> DAFTAR TUGAS
(a) Ganti "sanksi pidana" dengan "hukuman pidana" pada bagian teks perpajakan mulai dari "Pidana tersebut ditambahkan" dan berakhir pada "penjara yang dijatuhkan.", lalu tuliskan bagian itu kembali.
(b) Ringkas paragraf teks perpajakan yang diawali "Pajak bumi dan bangunan (PBB) adalah" menjadi daftar poin dengan tetap memuat fakta utamanya.

> TEKS YANG DIBERIKAN

********

Pidana tersebut ditambahkan 1 (satu) kelai menjadi 2 (dua) kali sanksi pidana apabila seseorang melakukan lagi tindakan pidana dibidang perpajakan sebelum lewat 1 (satu) tahun, terutang sejak selesainya menjalani pidana penjara yang dijatuhkan.
Setiap orang yang melakukan percobaan untuk melakukan tindakan pidana menyalah gunakan atau menggunakan tanpa hak NPWP dalam rangka mengajukan permohonan restitusi atau melakukan pengkreditan pajak, dipidana dengan pidana penjara paling singkat 6 (enam) bulan dan paling lama 2 (dua) tahun dan denda paling sedikit 2 (dua) kali jumlah restitusi yang di mohonkan dan pengkreditan yang dilakukan dan paling banyak 4 (empat) kali jumlah restitusi yang di mohonkan dan pengkreditan yang dilakukan
















BAB III
PAJAK BUMI DAN BANGUNAN
A.    Pengertian Pajak
Pajak bumi dan bangunan (PBB) adalah pajak Negara yang dikenakan terhdapa bumi dan bangunan dan atau bangunan berdasarkan undang – undang nomor 12 tahun 1985 tentang pajak bumi dan bangungan sebagaimana telah diubah dengan undang – undang nomor 12 tahun 1994. PBB adalah pajak yang bersifat kebendaan, dalam arti besarnya pajak terutang ditentukan oleh keadaan objek, yaitu bumi/tanah dan bangunan, keadaan subjek (siapa yang membayar) tidak ikut menentukan besarnya pajak.

B.     Tarif dan Objek Pajak
1.      Tarif pajak yang dikenakan atas objek pajak adalah sebesar 0,5 % (lima persepuluh persen)

********

> KUTIPAN DATA

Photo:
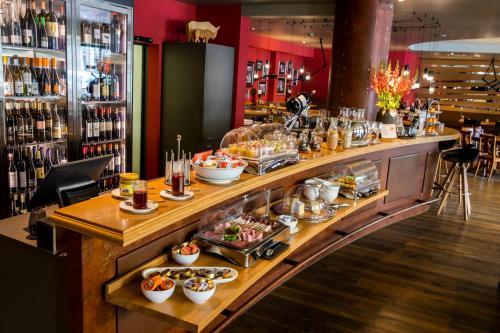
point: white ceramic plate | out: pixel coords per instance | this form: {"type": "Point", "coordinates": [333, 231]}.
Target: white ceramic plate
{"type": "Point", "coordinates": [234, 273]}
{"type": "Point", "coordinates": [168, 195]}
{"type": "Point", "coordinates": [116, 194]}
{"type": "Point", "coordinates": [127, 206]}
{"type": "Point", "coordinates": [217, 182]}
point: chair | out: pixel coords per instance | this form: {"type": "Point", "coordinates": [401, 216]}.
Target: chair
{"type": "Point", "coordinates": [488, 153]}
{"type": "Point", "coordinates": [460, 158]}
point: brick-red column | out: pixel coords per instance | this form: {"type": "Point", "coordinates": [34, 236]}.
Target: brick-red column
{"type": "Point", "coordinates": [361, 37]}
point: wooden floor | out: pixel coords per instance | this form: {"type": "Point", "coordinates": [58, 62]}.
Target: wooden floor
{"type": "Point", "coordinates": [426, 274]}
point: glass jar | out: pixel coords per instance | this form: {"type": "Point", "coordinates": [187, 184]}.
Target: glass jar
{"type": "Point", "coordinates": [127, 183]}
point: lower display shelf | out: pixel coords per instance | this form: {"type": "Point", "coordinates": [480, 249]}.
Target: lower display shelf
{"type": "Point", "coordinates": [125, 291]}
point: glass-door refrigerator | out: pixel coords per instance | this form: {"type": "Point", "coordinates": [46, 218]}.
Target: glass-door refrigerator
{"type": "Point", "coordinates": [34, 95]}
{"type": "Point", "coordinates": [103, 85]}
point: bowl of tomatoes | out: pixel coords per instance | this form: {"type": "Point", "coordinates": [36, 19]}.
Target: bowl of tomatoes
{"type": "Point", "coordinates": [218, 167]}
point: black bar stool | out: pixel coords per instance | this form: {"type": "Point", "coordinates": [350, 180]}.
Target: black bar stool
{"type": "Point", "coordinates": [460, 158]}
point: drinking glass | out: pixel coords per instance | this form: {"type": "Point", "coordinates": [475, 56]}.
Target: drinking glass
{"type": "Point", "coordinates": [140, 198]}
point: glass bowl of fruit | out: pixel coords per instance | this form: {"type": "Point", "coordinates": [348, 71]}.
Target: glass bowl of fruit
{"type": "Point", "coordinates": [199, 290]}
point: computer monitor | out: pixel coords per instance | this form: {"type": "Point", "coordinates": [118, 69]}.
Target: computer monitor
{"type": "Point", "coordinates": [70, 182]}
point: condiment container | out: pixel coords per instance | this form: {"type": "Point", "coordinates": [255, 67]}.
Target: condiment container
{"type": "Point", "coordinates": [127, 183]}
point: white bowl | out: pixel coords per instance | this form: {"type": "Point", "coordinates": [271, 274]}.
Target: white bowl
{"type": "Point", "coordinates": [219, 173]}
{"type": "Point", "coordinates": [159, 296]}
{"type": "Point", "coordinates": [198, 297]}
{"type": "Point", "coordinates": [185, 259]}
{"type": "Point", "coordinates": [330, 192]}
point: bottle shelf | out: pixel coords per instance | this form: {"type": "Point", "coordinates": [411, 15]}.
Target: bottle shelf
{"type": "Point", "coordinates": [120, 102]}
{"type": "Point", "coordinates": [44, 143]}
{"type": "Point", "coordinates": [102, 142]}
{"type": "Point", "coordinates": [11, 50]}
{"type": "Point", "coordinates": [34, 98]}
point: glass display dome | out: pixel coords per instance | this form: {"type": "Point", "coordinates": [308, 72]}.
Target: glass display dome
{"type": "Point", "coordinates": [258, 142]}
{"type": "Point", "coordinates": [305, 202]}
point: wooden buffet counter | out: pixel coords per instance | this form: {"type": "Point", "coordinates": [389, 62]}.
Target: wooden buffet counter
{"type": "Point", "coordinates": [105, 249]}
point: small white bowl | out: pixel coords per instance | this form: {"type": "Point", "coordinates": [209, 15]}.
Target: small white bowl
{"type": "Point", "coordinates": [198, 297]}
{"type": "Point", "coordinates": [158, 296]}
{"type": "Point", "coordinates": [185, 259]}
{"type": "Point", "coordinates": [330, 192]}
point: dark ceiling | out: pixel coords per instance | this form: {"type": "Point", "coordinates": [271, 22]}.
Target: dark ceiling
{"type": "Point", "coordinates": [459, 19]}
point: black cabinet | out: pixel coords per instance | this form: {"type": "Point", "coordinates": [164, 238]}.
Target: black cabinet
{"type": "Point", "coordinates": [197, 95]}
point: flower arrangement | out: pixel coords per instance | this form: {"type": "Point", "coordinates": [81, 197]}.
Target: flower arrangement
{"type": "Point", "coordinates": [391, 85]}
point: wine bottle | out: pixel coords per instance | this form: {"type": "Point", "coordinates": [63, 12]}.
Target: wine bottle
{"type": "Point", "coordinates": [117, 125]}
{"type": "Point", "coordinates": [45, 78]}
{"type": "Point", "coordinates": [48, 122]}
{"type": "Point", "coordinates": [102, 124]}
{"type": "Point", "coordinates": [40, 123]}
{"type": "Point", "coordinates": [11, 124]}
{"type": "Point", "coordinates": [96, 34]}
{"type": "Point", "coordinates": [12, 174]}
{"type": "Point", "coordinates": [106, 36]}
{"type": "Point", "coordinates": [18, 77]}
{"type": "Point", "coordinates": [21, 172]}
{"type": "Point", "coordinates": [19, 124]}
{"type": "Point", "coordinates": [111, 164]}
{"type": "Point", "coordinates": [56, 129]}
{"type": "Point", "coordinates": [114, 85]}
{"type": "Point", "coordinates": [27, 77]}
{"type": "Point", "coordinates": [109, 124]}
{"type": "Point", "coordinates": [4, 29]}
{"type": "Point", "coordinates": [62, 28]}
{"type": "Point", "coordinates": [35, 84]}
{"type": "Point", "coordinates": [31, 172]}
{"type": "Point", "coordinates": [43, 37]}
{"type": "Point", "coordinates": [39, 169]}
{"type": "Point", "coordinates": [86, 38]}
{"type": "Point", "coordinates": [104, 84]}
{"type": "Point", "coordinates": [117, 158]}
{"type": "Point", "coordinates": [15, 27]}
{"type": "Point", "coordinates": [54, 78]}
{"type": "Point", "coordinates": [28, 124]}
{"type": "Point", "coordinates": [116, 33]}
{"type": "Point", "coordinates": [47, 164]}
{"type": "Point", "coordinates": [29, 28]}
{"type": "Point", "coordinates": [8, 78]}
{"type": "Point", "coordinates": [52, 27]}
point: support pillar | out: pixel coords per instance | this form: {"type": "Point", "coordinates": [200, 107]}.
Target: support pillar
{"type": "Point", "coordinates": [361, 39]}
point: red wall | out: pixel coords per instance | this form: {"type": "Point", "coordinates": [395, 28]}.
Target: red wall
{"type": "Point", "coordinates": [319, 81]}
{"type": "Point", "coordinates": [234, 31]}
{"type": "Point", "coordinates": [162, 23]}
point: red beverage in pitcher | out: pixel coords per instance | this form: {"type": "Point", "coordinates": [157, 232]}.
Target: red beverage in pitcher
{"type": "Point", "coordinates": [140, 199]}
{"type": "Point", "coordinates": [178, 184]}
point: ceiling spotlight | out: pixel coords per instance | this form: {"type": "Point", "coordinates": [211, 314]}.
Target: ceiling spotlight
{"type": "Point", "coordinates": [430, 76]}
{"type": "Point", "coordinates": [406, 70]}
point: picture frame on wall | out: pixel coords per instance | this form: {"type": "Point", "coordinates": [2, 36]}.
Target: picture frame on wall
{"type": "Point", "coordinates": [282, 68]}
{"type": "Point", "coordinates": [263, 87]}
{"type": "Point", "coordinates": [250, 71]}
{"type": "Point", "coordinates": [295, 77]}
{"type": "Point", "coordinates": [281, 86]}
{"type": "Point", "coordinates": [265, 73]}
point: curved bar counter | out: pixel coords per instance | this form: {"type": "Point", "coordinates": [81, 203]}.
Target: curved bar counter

********

> JAWABAN TERTULIS
(a)
Pidana tersebut ditambahkan 1 (satu) kelai menjadi 2 (dua) kali hukuman pidana apabila seseorang melakukan lagi tindakan pidana dibidang perpajakan sebelum lewat 1 (satu) tahun, terutang sejak selesainya menjalani pidana penjara yang dijatuhkan.

(b)
- PBB adalah pajak negara yang dikenakan terhadap bumi dan bangunan.
- Dasar hukumnya adalah Undang-Undang Nomor 12 Tahun 1985 yang telah diubah dengan Undang-Undang Nomor 12 Tahun 1994.
- PBB bersifat kebendaan: besarnya pajak terutang ditentukan oleh keadaan objek, yaitu bumi/tanah dan bangunan.
- Keadaan subjek, yaitu siapa yang membayar, tidak ikut menentukan besarnya pajak.